Over the last year, Topicus stuck to its playbook. Lots of small, sensible deals and very little drama. In its third-quarter 2025 update, the TSX stock said it completed acquisitions for aggregate cash consideration of €11.4 million, with deferred payments valued at €7.8 million for total consideration of €19.2 million. It’s not trying to swing for one giant bet, but trying to stack many good, boring decisions until the math becomes irresistible.
The louder storyline has been Asseco Poland. Topicus built a position through its subsidiary and, in October 2025, it completed an agreement to acquire 14.8% of Asseco’s treasury shares after receiving required approvals. That move shows Topicus can deploy capital beyond tiny tuck-ins. It also adds complexity, and complexity can spook investors who just want a clean, repeatable compounding machine. Still, the TSX stock hints at a longer runway in a larger European software ecosystem.
Into earnings
Now for the earnings. In the third quarter ended Sept. 30, 2025, revenue increased 24% to €387.9 million, and it reported 3% organic growth. Cash flows from operations rose 53% to €48.4 million. Free cash flow available to shareholders more than doubled to €22.3 million. Those cash metrics matter for a serial acquirer, as cash funds the next deal without relying on the market’s mood.
============
_Required tasks_.
1. In the passage about Topicus, rewrite the part from "The louder storyline" to "the market’s mood." and change "subsidiary" to "affiliate".
2. List every amount stated in euros in the passage about Topicus.

_Extracted data_.
============
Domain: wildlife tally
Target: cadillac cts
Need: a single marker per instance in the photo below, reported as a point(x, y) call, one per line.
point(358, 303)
============
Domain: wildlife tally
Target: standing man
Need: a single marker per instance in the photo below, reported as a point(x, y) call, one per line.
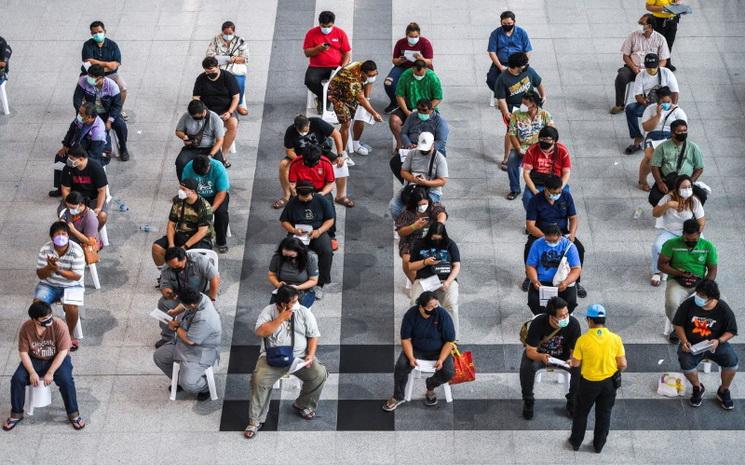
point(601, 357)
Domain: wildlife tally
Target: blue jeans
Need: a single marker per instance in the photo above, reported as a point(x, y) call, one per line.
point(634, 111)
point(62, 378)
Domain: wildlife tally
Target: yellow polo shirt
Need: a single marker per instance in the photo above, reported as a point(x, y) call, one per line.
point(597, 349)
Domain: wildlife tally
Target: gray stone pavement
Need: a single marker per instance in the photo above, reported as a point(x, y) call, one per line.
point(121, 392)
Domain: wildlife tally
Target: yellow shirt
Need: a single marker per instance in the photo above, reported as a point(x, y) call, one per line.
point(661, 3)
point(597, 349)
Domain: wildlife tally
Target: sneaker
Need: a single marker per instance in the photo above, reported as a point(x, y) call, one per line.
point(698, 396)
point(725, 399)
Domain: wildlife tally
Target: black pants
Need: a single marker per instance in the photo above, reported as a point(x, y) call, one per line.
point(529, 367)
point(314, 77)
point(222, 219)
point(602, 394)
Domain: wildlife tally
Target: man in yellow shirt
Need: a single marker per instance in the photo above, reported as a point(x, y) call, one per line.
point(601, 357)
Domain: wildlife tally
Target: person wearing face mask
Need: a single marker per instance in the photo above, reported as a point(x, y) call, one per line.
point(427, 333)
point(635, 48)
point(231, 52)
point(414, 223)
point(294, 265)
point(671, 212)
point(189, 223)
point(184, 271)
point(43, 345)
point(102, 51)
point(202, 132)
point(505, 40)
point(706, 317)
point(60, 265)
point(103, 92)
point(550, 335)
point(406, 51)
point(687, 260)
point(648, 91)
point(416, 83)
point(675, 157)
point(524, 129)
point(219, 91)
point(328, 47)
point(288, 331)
============
_Responses by task_.
1.
The louder storyline has been Asseco Poland. Topicus built a position through its affiliate and, in October 2025, it completed an agreement to acquire 14.8% of Asseco’s treasury shares after receiving required approvals. That move shows Topicus can deploy capital beyond tiny tuck-ins. It also adds complexity, and complexity can spook investors who just want a clean, repeatable compounding machine. Still, the TSX stock hints at a longer runway in a larger European software ecosystem.
Into earnings
Now for the earnings. In the third quarter ended Sept. 30, 2025, revenue increased 24% to €387.9 million, and it reported 3% organic growth. Cash flows from operations rose 53% to €48.4 million. Free cash flow available to shareholders more than doubled to €22.3 million. Those cash metrics matter for a serial acquirer, as cash funds the next deal without relying on the market’s mood.

2.
€11.4 million
€7.8 million
€19.2 million
€387.9 million
€48.4 million
€22.3 million